- Consegne -
(1) Secondo il testo da leggere, a che titolo l'ex sindaco fu invitato a cena a Villa Abamelech? Spiega anche per quale merito viene data l'onorificenza citata.
(2) Ricopia parola per parola le righe dei record, dalla riga che contiene "Indicate a point on each instance of the ceramic" fino alla fine dei record, estremi compresi.
::: Testo da leggere :::
La risposta per chi conosce anche solo superficialmente Gabriele Albertini poteva essere solo una. Un rifiuto garbato nei toni, duro nei contenuti. Niente cena informale a Roma a Villa
Abamelech, sede dell’ambasciatore russo in Italia, Alexey Paramonov.
Un invito rivolto all’ex sindaco in qualità di cavaliere dell’Ordine dell’Amicizia, l’onorificenza della Federazione Russa conferita a cittadini russi e stranieri «al merito del rafforzamento della pace, amicizia, cooperazione e comprensione reciproca tra i popoli». Un rapporto che viene da lontano. Da quando nel 2000 nella Sala del Conservatorio di Mosca, al termine del concerto della
Filarmonica diretta da Riccardo Muti, il neoeletto presidente Putin, invitò Albertini nel retropalco.
::: Estratti dei dati :::
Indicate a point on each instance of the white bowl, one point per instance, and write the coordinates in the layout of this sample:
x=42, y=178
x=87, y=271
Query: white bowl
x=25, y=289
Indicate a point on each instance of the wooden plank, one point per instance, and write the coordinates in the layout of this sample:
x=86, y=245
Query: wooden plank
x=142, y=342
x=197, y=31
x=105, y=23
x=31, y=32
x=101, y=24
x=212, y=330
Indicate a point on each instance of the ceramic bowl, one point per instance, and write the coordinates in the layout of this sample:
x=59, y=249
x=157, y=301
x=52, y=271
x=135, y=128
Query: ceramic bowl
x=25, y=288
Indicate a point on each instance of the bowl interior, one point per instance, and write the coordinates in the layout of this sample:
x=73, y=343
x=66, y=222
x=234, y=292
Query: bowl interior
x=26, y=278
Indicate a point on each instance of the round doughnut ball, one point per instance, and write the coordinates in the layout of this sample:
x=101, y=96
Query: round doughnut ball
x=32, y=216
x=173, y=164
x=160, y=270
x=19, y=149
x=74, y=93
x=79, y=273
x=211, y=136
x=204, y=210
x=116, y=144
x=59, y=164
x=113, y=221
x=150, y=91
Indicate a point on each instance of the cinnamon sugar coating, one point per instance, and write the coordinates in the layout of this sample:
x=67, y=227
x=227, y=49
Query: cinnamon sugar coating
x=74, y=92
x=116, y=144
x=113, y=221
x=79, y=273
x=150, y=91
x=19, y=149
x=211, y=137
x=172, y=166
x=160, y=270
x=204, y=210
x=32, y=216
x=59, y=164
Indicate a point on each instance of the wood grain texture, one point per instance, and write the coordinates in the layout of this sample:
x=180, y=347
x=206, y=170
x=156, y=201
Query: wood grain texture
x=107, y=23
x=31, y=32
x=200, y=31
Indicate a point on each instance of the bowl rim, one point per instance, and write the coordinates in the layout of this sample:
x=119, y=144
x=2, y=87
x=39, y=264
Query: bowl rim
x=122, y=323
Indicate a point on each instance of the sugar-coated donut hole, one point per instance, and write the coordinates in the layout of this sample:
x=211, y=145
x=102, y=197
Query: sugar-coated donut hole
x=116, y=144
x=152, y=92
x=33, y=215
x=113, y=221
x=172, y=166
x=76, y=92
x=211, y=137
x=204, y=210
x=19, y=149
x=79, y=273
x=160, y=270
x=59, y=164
:::
- Risposte per consegna -
(1) L'invito gli fu rivolto in qualità di cavaliere dell'Ordine dell'Amicizia. Si tratta dell'onorificenza della Federazione Russa che viene conferita a cittadini russi e stranieri «al merito del rafforzamento della pace, amicizia, cooperazione e comprensione reciproca tra i popoli».

(2)
Indicate a point on each instance of the ceramic bowl, one point per instance, and write the coordinates in the layout of this sample:
x=59, y=249
x=157, y=301
x=52, y=271
x=135, y=128
Query: ceramic bowl
x=25, y=288
Indicate a point on each instance of the bowl interior, one point per instance, and write the coordinates in the layout of this sample:
x=73, y=343
x=66, y=222
x=234, y=292
Query: bowl interior
x=26, y=278
Indicate a point on each instance of the round doughnut ball, one point per instance, and write the coordinates in the layout of this sample:
x=101, y=96
Query: round doughnut ball
x=32, y=216
x=173, y=164
x=160, y=270
x=19, y=149
x=74, y=93
x=79, y=273
x=211, y=136
x=204, y=210
x=116, y=144
x=59, y=164
x=113, y=221
x=150, y=91
Indicate a point on each instance of the cinnamon sugar coating, one point per instance, and write the coordinates in the layout of this sample:
x=67, y=227
x=227, y=49
Query: cinnamon sugar coating
x=74, y=92
x=116, y=144
x=113, y=221
x=79, y=273
x=150, y=91
x=19, y=149
x=211, y=137
x=172, y=166
x=160, y=270
x=204, y=210
x=32, y=216
x=59, y=164
Indicate a point on each instance of the wood grain texture, one point per instance, and write the coordinates in the layout of this sample:
x=180, y=347
x=206, y=170
x=156, y=201
Query: wood grain texture
x=107, y=23
x=31, y=32
x=200, y=31
Indicate a point on each instance of the bowl rim, one point per instance, and write the coordinates in the layout of this sample:
x=119, y=144
x=2, y=87
x=39, y=264
Query: bowl rim
x=122, y=323
Indicate a point on each instance of the sugar-coated donut hole, one point per instance, and write the coordinates in the layout of this sample:
x=211, y=145
x=102, y=197
Query: sugar-coated donut hole
x=116, y=144
x=152, y=92
x=33, y=215
x=113, y=221
x=172, y=166
x=76, y=92
x=211, y=137
x=204, y=210
x=19, y=149
x=79, y=273
x=160, y=270
x=59, y=164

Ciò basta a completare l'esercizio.